Shape labeling records

◆ ◆ ◆ ◆ ◆ ◆ ◆

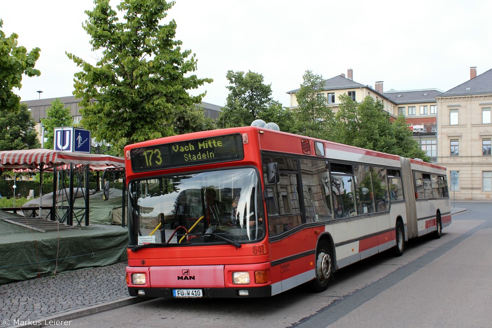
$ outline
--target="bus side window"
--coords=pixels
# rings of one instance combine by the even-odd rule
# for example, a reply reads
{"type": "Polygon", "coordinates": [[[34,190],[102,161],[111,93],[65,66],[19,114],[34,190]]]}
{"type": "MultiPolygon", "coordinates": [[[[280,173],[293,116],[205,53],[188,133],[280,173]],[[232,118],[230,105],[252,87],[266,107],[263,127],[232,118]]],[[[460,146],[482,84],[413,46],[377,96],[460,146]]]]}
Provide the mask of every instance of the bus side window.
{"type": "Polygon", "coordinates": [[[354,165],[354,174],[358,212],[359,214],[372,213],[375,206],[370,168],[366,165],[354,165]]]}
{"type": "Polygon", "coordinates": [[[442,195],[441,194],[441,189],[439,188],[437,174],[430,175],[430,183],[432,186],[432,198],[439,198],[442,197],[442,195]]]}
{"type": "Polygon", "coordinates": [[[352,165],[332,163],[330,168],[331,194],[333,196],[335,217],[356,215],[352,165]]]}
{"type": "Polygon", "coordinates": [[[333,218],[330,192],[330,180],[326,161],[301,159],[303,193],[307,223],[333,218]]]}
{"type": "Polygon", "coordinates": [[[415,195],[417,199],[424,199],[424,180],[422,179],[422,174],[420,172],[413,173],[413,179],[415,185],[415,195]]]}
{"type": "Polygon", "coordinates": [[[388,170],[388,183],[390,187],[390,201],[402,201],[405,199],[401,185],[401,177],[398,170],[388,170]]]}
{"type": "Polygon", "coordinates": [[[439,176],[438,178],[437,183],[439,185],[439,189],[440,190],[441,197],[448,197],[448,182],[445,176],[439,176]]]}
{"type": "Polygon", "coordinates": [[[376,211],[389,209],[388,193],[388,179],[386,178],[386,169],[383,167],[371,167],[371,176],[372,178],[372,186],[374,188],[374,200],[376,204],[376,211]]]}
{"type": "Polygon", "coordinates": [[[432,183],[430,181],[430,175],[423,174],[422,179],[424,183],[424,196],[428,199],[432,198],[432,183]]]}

◆ ◆ ◆ ◆ ◆ ◆ ◆

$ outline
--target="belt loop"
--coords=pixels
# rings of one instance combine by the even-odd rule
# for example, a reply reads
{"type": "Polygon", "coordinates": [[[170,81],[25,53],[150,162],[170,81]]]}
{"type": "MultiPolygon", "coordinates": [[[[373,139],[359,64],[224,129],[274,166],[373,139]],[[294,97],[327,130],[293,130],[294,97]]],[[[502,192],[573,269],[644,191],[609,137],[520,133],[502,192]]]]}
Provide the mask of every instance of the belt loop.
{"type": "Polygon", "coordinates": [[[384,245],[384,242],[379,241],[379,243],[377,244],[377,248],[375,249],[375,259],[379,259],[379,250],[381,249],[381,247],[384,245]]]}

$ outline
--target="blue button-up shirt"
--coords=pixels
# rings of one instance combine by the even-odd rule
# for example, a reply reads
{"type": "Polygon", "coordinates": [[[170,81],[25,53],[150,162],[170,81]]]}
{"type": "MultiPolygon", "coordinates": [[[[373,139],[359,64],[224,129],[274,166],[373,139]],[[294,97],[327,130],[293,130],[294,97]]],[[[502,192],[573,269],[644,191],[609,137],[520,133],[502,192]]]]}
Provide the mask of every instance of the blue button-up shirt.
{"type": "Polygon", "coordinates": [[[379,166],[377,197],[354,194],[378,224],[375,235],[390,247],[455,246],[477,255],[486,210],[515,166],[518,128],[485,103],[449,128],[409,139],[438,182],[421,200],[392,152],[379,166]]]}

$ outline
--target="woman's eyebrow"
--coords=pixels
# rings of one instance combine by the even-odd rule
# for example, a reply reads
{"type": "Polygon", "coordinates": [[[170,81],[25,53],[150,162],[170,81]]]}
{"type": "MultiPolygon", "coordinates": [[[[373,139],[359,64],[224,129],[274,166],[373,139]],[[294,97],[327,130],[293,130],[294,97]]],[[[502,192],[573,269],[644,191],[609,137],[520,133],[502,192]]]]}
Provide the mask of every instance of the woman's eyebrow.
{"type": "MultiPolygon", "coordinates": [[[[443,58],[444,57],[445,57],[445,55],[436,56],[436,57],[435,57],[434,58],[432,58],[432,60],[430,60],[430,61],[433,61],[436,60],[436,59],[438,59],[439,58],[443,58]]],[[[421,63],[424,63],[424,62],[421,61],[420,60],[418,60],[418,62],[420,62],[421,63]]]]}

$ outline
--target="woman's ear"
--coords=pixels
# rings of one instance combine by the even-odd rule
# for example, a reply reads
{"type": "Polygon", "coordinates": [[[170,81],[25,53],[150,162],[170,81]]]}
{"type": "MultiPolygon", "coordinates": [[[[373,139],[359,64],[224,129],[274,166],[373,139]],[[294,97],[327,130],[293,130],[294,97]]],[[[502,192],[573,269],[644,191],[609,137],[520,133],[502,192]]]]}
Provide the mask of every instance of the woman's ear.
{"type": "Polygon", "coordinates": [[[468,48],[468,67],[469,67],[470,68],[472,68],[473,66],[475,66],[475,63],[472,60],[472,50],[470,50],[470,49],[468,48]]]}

◆ ◆ ◆ ◆ ◆ ◆ ◆

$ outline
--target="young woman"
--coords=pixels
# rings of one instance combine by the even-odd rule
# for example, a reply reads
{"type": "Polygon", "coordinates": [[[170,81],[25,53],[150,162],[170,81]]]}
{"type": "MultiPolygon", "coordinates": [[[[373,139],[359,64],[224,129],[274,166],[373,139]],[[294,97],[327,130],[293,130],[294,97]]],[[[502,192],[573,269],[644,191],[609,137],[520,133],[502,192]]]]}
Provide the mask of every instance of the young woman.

◆ ◆ ◆ ◆ ◆ ◆ ◆

▸ **The exercise**: Determine how many lines of the entries above contain the string "young", treating uppercase and lowercase as distinct. Reply with the number alone.

▸ **Task result**: 2